Your goal ::
Return the whole listing, keeping every character the same.

---------- Records shown ----------

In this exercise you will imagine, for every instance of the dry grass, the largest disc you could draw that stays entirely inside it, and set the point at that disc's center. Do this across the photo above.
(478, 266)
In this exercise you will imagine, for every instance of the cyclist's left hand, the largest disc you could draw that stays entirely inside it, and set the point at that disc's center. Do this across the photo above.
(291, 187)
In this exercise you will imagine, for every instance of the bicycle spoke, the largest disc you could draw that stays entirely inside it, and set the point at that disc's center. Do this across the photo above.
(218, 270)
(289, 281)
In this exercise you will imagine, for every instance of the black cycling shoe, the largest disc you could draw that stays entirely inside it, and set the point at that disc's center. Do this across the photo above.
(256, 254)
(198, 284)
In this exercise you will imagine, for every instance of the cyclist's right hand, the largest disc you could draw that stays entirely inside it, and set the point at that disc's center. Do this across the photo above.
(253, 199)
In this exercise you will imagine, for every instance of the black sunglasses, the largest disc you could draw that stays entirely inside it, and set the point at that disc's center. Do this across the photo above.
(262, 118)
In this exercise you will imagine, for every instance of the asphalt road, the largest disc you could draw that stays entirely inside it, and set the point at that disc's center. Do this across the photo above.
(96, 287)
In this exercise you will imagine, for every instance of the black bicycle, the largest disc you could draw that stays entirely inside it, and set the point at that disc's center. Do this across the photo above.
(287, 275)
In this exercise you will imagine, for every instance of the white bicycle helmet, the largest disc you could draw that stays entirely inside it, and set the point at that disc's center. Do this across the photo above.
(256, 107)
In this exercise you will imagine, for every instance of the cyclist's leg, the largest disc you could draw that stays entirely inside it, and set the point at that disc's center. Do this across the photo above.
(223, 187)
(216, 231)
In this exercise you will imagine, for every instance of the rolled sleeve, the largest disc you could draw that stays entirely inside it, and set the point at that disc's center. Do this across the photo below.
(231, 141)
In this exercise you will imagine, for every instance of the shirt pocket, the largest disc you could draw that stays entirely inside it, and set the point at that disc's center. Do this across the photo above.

----------

The result ::
In this exercise you will imagine, for every instance of the dry grass, the largest disc you could draw that stays entirely inside it, and set the point at that disc's center. Do this across the photo above.
(478, 266)
In this exercise you will imagine, for every instance of the cyclist's left hand, the largest disc you could draw that stays entirely inside it, and set the point at that disc's center. Do this across the photo above.
(291, 187)
In this exercise you will imagine, for every instance of the bicycle spoke, the largest disc you could draw that stays entirely inside it, and set the point at that disc's center. Do this across the photo above.
(218, 270)
(289, 281)
In this exercise you will imagine, for every instance of the black cycling shoe, the largest disc you could draw that stays entirely inside it, and set the point at that disc's center. Do this across the photo above.
(256, 254)
(198, 284)
In this exercise you will imagine, for every instance of the cyclist's right hand, the largest disc you could draw that stays entirely inside it, and set the point at that disc's center. Do this across the photo above.
(253, 199)
In this exercise you will imagine, for every instance of the black sunglasses, the largest disc you could draw that stays entirely inside it, and set the point at that disc's center. Do this across the photo above.
(262, 118)
In this exercise you will imagine, for every instance of the asphalt road, the largest disc you could draw that stays entirely inside it, and set the point at that disc's center. Do this across the photo above.
(96, 287)
In this exercise you will imagine, for every instance of the black bicycle, the largest disc you could draw that stays entirely inside it, and set the point at that disc's center. Do this across the photo above.
(287, 275)
In this exercise you will imagine, for every instance of the white bicycle helmet, the largest disc you could draw that stays entirely inside it, and set the point at that disc's center. Do this across the photo above.
(256, 107)
In this exercise you will imagine, for every instance of the cyclist's leg, the largest disc you could draw that stays entirely inside it, and set the point at that disc's center. Do this across the photo above.
(223, 187)
(216, 231)
In this exercise you will imagine, for every instance of the rolled sleeve, the largest disc you could draw that stays entirely inside it, and set the point at that disc's center. Do this across the photo below.
(231, 141)
In this exercise you will imagine, for every instance of the shirt pocket, the largest disc you could draw that stays entirely inside it, and set the point at that disc's center. Do this across the photo above.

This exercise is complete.